*** Opening Source information ***
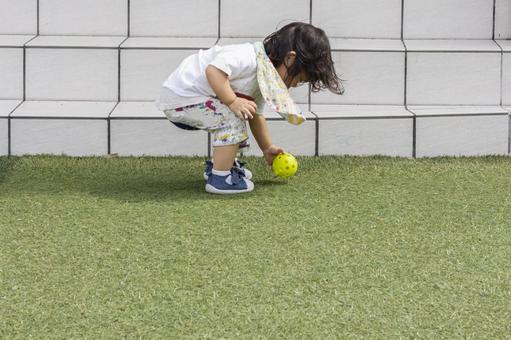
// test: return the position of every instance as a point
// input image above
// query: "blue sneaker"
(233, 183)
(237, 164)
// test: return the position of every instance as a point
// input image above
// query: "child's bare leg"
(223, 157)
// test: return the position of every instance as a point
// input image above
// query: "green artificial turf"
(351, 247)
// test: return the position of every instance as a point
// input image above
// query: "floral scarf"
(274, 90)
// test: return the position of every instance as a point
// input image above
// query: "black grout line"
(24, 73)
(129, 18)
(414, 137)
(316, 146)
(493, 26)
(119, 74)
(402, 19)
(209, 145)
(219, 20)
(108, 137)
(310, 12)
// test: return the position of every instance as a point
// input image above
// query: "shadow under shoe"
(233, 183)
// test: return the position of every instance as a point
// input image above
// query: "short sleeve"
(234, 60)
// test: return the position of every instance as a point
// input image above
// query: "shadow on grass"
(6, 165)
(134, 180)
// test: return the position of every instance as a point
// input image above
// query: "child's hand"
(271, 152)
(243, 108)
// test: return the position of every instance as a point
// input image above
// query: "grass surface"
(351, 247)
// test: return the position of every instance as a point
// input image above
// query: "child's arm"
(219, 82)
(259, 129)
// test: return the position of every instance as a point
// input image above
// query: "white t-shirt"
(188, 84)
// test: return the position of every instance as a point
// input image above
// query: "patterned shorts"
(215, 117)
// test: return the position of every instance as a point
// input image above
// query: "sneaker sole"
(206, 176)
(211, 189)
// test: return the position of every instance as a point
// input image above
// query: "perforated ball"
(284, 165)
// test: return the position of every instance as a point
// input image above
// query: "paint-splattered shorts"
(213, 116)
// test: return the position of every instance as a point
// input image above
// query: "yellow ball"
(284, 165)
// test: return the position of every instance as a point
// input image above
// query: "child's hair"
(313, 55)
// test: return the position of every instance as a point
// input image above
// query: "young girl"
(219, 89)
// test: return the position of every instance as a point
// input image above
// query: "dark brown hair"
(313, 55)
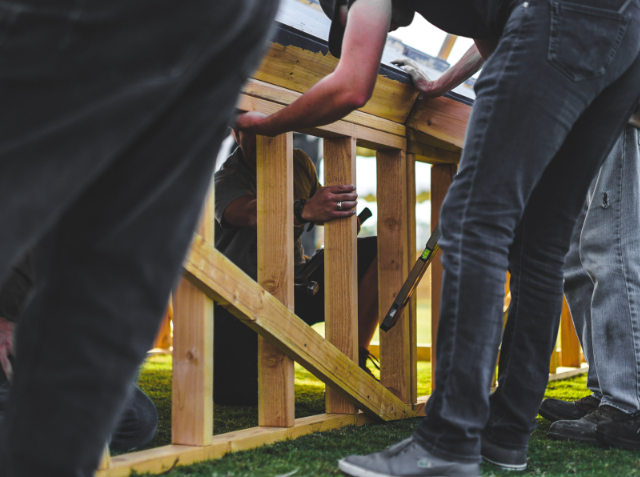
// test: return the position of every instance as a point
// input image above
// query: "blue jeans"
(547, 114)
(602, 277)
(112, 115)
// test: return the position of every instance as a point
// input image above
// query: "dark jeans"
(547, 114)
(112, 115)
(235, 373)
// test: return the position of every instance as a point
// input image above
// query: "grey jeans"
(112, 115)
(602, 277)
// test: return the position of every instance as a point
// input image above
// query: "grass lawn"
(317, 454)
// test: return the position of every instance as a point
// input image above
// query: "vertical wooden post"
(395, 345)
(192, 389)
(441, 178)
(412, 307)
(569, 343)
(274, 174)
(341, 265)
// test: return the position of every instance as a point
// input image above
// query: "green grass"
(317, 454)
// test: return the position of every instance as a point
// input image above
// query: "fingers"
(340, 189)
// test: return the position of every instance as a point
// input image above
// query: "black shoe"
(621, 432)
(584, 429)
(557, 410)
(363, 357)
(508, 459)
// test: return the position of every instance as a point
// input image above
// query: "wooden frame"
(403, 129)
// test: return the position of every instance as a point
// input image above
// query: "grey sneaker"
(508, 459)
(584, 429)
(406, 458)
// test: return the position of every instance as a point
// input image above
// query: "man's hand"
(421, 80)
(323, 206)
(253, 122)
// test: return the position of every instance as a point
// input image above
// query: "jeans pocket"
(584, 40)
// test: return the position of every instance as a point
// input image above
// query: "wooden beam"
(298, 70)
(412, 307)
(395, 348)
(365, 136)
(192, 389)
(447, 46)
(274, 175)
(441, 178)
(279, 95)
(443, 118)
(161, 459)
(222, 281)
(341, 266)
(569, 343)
*** Closing Source information ***
*** Opening Source information ***
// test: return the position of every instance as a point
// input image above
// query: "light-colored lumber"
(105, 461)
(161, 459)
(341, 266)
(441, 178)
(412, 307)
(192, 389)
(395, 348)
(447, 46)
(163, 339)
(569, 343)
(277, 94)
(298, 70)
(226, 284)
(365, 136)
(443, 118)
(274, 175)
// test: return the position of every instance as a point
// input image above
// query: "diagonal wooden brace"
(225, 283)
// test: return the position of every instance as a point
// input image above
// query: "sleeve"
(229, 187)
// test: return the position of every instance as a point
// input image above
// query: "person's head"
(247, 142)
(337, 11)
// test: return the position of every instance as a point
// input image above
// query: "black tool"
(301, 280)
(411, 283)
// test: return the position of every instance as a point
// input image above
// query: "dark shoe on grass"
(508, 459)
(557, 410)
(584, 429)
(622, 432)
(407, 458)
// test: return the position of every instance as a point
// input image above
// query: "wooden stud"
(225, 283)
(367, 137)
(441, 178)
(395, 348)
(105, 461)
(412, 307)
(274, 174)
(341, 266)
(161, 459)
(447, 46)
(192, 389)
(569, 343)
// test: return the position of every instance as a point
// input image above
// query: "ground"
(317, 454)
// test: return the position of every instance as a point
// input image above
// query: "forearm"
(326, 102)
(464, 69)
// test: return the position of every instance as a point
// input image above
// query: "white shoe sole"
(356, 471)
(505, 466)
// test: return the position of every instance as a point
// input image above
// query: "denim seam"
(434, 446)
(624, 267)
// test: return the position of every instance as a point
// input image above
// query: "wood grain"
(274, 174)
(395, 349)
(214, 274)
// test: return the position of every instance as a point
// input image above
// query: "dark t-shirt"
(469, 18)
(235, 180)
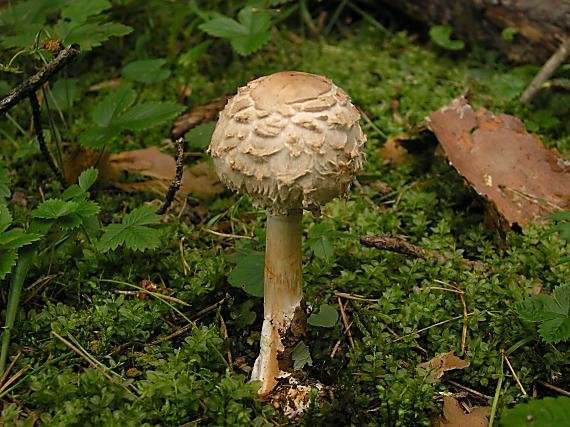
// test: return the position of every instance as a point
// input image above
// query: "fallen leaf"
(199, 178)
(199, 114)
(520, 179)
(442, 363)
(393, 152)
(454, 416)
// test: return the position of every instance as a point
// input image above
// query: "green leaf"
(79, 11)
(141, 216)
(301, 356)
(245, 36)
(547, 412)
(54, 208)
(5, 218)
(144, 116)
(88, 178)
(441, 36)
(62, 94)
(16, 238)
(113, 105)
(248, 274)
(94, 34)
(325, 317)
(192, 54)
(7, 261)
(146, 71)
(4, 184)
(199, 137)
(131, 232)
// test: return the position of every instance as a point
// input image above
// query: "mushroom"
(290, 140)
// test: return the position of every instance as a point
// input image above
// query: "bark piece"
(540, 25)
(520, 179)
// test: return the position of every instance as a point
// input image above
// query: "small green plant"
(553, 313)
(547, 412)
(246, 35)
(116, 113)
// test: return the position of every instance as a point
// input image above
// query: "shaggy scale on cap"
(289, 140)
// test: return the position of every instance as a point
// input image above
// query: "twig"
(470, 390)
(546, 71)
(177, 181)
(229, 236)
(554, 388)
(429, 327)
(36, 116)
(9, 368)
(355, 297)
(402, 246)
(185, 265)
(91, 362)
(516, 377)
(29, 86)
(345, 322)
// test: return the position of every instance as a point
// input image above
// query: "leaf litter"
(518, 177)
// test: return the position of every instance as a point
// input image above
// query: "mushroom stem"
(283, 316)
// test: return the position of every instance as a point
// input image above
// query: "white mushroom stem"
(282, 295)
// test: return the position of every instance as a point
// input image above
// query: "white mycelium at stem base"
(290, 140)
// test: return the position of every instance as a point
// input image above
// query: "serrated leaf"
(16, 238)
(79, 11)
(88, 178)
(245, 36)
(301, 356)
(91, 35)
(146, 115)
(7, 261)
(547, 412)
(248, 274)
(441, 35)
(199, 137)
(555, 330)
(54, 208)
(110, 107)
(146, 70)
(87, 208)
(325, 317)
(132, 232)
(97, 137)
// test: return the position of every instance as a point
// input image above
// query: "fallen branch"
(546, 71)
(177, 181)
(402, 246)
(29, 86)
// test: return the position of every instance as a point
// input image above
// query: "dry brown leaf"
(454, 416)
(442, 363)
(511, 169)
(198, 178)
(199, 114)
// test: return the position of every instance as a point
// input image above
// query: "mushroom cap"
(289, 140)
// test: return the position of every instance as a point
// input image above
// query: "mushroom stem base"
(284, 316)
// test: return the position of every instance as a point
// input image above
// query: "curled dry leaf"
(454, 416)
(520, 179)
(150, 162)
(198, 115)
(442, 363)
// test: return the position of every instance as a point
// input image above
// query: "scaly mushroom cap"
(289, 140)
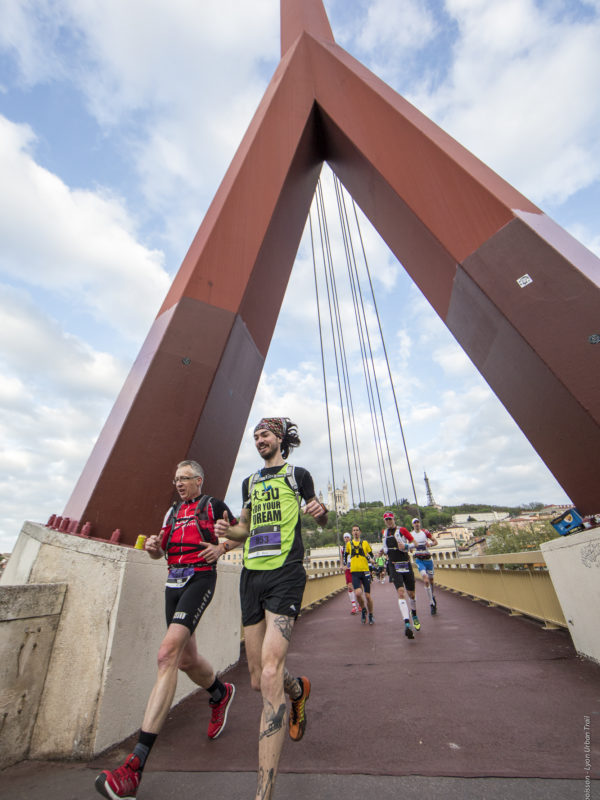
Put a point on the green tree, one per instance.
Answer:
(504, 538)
*** Closing Source information ***
*** Opening Source information ***
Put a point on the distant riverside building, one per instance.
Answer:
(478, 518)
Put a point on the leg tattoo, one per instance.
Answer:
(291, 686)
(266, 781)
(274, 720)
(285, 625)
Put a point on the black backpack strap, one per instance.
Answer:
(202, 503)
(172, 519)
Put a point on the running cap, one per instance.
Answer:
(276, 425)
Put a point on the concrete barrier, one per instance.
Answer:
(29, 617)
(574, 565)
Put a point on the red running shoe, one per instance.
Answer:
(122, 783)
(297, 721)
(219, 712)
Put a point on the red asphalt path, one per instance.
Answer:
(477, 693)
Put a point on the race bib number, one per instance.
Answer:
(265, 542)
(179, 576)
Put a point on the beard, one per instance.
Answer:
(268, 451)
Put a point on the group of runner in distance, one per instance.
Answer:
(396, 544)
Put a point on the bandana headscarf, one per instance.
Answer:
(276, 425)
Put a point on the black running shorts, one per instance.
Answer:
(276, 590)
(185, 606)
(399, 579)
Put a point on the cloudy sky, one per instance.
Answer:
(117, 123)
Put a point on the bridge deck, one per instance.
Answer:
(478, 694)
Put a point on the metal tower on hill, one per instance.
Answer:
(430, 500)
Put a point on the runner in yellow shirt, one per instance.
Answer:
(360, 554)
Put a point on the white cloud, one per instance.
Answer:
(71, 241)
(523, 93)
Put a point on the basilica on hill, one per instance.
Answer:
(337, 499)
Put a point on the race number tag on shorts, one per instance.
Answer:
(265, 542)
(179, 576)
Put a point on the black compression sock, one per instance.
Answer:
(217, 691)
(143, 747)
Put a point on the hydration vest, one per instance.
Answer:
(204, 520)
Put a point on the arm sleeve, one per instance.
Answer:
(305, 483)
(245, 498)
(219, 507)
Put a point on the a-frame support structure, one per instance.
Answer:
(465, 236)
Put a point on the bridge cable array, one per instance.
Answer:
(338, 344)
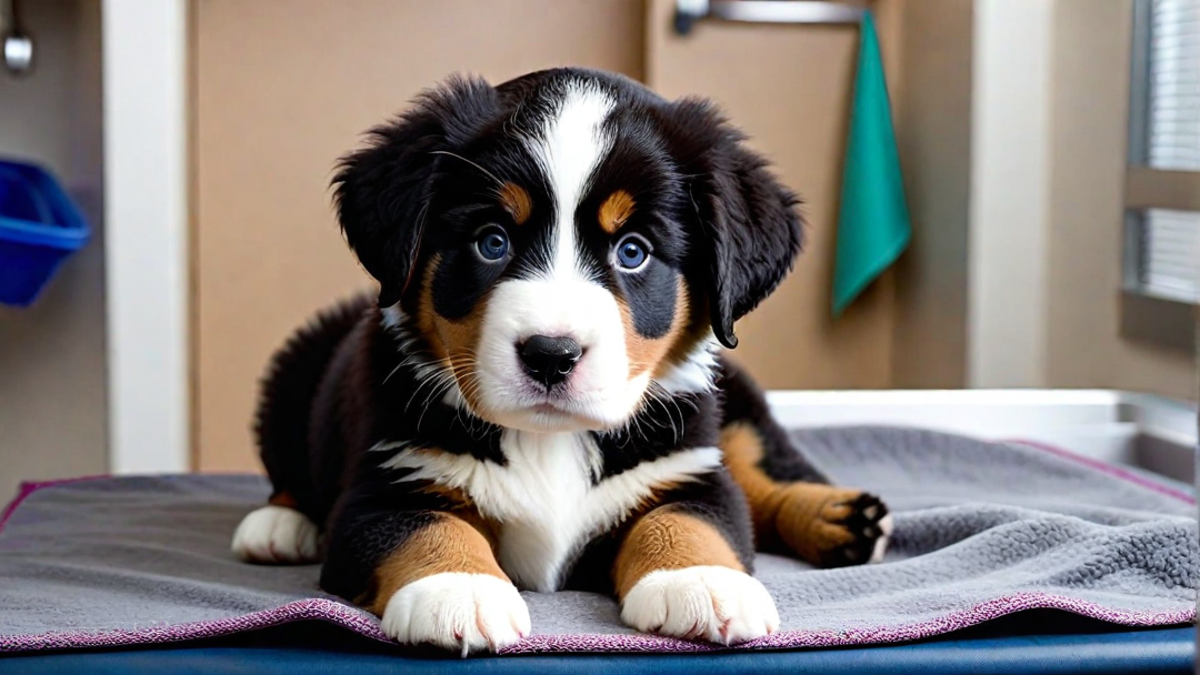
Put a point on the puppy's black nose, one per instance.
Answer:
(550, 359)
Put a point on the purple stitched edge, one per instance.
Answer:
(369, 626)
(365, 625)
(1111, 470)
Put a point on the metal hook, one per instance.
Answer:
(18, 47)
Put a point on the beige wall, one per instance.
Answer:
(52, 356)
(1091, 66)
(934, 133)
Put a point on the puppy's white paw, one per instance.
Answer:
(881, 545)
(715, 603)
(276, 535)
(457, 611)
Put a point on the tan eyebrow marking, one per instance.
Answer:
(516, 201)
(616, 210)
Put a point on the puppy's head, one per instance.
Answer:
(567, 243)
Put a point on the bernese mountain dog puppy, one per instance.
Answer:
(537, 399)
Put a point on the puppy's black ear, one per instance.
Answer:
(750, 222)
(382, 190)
*** Closing Source information ***
Task brief: Of all the entries above, how many lines contain the string "puppy"? Answer with the number only.

Task answer: 5